SOURCE DOCUMENT below:

Both graph structures fail to satisfy the strong Hex theorem. The 4-neighbor square grid allows a no-winner situation, and the 8-neighbor square grid allows a two-winner situation. Consequently, connectedness properties in $\R^2$, such as the Jordan curve theorem, do not generalize to $\Z^2$ under either graph structure.

If the "6-neighbor square grid" structure is imposed on $\Z^2$, then it is the hexagonal grid, and thus satisfies the strong Hex theorem, allowing the Jordan curve theorem to generalize. For this reason, when computing connected components in a binary image, the 6-neighbor square grid is generally used.

==== Steinhaus chessboard theorem ====
The Steinhaus chessboard theorem in some sense shows that the 4-neighbor grid and the 8-neighbor grid "together" implies the Jordan curve theorem, and the 6-neighbor grid is a precise interpolation between them.

The theorem states the following: suppose you put bombs on some squares on a $n\times n$ chessboard, so that a king cannot move from the bottom side to the top side without stepping on a bomb, then a rook can move from the left side to the right side stepping only on bombs.

== History and further proofs ==

The statement of the Jordan curve theorem may seem obvious at first, but it is a rather difficult theorem to prove. Bernard Bolzano was the first to formulate a precise conjecture, observing that it was not a self-evident statement, but that it required a proof.
It is easy to establish this result for polygons, but the problem came in generalizing it to all kinds of badly behaved curves, which include nowhere-differentiable curves, such as the Koch snowflake and other fractal curves, or even a Jordan curve of positive area constructed by Osgood (1903).

End of SOURCE DOCUMENT.

INSTRUCTIONS:
(a) Answer these questions using the passage on the Jordan curve theorem:
(i) What kind of situation does the 8-neighbor square grid allow?
(ii) According to the Steinhaus chessboard theorem, which piece can move from the left side to the right side stepping only on bombs?
(iii) Who constructed a Jordan curve of positive area, and in what year?
(b) List every graph structure on $\Z^2$ that the passage on the Jordan curve theorem names.
(c) Carry on the passage on the Jordan curve theorem from its final sentence.

EXTRACTED DATA below:

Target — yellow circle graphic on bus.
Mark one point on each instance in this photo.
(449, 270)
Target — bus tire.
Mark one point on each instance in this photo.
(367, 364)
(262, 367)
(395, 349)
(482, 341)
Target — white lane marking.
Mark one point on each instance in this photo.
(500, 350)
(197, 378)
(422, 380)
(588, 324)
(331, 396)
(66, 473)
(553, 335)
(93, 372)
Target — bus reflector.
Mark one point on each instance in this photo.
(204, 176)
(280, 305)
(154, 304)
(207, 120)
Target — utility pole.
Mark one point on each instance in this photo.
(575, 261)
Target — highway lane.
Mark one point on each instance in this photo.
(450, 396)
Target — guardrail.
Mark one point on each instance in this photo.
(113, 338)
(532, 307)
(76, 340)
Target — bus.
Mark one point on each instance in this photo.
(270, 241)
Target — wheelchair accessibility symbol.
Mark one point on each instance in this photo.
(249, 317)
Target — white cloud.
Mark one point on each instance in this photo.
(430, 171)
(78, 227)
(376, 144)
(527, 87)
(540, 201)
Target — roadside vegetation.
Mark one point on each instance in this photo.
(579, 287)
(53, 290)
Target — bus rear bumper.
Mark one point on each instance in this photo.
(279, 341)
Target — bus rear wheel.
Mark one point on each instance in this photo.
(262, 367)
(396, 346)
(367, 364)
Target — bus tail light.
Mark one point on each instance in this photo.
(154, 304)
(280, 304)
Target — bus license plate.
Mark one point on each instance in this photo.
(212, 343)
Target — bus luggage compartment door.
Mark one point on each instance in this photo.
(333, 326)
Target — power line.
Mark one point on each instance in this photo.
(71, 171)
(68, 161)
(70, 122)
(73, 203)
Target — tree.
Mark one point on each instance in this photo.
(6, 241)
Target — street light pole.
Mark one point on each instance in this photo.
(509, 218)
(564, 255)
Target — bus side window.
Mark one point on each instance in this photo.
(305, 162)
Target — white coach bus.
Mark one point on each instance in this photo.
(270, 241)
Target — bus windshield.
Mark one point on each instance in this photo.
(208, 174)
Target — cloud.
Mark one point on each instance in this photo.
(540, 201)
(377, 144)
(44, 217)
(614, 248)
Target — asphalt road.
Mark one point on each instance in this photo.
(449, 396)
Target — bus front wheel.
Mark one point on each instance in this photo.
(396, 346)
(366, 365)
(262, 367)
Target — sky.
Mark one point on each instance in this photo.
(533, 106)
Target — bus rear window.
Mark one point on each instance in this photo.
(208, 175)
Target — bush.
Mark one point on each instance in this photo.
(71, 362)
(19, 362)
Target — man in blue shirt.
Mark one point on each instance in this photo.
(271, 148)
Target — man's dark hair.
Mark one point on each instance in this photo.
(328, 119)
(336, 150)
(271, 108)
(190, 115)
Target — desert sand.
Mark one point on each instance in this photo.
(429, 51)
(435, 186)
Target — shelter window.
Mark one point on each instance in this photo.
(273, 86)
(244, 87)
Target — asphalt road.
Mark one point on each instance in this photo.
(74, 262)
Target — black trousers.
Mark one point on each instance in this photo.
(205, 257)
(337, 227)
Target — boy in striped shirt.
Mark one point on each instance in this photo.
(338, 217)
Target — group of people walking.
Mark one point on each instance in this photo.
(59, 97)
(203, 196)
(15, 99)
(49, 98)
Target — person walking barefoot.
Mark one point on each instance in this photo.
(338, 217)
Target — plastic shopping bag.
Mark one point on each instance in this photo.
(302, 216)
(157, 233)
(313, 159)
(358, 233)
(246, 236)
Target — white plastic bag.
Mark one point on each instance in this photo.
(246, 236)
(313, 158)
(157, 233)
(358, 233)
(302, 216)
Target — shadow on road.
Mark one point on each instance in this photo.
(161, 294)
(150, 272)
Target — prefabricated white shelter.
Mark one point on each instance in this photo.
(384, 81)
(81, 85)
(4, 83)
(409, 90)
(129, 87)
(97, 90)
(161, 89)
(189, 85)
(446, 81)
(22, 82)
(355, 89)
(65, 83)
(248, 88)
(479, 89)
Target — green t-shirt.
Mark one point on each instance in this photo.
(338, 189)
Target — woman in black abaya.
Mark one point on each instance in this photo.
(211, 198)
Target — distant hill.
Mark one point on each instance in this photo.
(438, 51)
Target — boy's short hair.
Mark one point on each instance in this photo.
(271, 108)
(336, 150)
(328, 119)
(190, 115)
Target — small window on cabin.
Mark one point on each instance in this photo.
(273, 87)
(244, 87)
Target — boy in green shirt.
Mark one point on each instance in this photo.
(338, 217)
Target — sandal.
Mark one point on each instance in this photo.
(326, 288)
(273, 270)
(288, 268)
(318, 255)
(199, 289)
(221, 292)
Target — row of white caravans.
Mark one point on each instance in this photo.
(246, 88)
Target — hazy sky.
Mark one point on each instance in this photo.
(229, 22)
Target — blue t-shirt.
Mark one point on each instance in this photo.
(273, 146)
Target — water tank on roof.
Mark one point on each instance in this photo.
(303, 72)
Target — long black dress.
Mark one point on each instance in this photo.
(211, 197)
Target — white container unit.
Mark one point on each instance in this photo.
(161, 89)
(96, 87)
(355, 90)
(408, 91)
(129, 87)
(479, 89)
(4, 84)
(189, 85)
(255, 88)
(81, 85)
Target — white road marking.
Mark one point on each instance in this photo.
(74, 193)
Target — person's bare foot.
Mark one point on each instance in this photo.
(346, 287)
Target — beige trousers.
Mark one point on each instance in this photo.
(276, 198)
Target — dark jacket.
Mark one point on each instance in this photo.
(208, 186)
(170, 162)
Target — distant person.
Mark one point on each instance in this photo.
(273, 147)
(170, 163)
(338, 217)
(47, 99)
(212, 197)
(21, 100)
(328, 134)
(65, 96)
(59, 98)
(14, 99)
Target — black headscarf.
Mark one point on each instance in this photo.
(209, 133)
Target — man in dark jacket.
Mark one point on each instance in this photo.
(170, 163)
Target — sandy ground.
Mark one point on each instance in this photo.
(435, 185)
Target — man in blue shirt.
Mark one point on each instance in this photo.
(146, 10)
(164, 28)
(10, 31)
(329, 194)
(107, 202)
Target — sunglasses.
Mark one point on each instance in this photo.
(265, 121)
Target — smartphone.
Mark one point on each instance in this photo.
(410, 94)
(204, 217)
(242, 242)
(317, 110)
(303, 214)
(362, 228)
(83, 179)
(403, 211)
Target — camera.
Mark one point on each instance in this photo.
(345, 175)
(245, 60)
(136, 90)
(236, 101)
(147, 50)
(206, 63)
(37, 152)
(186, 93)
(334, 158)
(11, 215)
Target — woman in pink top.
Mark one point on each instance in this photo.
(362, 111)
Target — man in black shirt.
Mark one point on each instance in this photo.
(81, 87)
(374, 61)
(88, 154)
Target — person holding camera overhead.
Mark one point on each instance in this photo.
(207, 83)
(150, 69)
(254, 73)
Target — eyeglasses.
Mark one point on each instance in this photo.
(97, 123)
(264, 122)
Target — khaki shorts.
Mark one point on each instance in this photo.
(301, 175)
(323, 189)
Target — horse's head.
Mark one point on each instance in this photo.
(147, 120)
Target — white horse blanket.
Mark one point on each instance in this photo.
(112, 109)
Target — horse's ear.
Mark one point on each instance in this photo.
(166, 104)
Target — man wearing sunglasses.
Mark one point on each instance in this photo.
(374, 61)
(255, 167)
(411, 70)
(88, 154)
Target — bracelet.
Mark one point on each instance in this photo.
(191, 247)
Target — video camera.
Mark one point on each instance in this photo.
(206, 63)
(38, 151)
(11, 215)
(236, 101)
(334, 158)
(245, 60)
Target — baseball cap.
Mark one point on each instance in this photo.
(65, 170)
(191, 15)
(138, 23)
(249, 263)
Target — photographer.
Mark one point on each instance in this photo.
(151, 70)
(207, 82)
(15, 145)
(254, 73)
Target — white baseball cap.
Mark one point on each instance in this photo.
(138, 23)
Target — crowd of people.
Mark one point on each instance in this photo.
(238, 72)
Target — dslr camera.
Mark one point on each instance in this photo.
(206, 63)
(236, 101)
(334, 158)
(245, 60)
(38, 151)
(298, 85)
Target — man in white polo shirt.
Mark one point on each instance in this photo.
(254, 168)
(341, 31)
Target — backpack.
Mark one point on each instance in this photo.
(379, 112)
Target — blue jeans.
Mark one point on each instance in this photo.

End of EXTRACTED DATA.

RESPONSES PER TASK:
(a)
(i) A two-winner situation.
(ii) A rook.
(iii) Osgood, in 1903.

(b)
- 4-neighbor square grid
- 8-neighbor square grid
- 6-neighbor square grid

(c)
The first proof of this theorem was given by Camille Jordan in his lectures on real analysis, and was published in his book Cours d'analyse de l'École Polytechnique. There is some controversy about whether Jordan's proof was complete: the majority of commenters on it have claimed that the first complete proof was given later by Oswald Veblen, who said the following about Jordan's proof:

His proof, however, is unsatisfactory to many mathematicians. It assumes the theorem without proof in the important special case of a simple polygon, and of the argument from that point on, one must admit at least that all details are not given.

However, Thomas C. Hales wrote:

Nearly every modern citation that I have found agrees that the first correct proof is due to Veblen... In view of the heavy criticism of Jordan’s proof, I was surprised when I sat down to read his proof to find nothing objectionable about it. Since then, I have contacted a number of the authors who have criticized Jordan, and each case the author has admitted to having no direct knowledge of an error in Jordan’s proof.

Hales also pointed out that the special case of simple polygons is not only an easy exercise but was not really used by Jordan anyway, and quoted Michael Reeken as saying:
Jordan’s proof is essentially correct... Jordan’s proof does not present the details in a satisfactory way. But the idea is right, and with some polishing the proof would be impeccable.

Earlier, Jordan's proof and another early proof by Charles Jean de la Vallée Poussin had already been critically analyzed and completed by Schoenflies (1924).

Due to the importance of the Jordan curve theorem in low-dimensional topology and complex analysis, it received much attention from prominent mathematicians of the first half of the 20th century. Various proofs of the theorem and its generalizations were constructed by J. W. Alexander, Louis Antoine, Ludwig Bieberbach, Luitzen Brouwer, Arnaud Denjoy, Friedrich Hartogs, Béla Kerékjártó, Alfred Pringsheim, and Arthur Moritz Schoenflies.

New elementary proofs of the Jordan curve theorem, as well as simplifications of the earlier proofs, continue to be carried out.

- Elementary proofs were presented by Filippov (1950) and Tverberg (1980).
- A proof in non-standard analysis by Narens (1971).
- A proof in constructive mathematics by Berg, Julian, Mines & Richman (1975).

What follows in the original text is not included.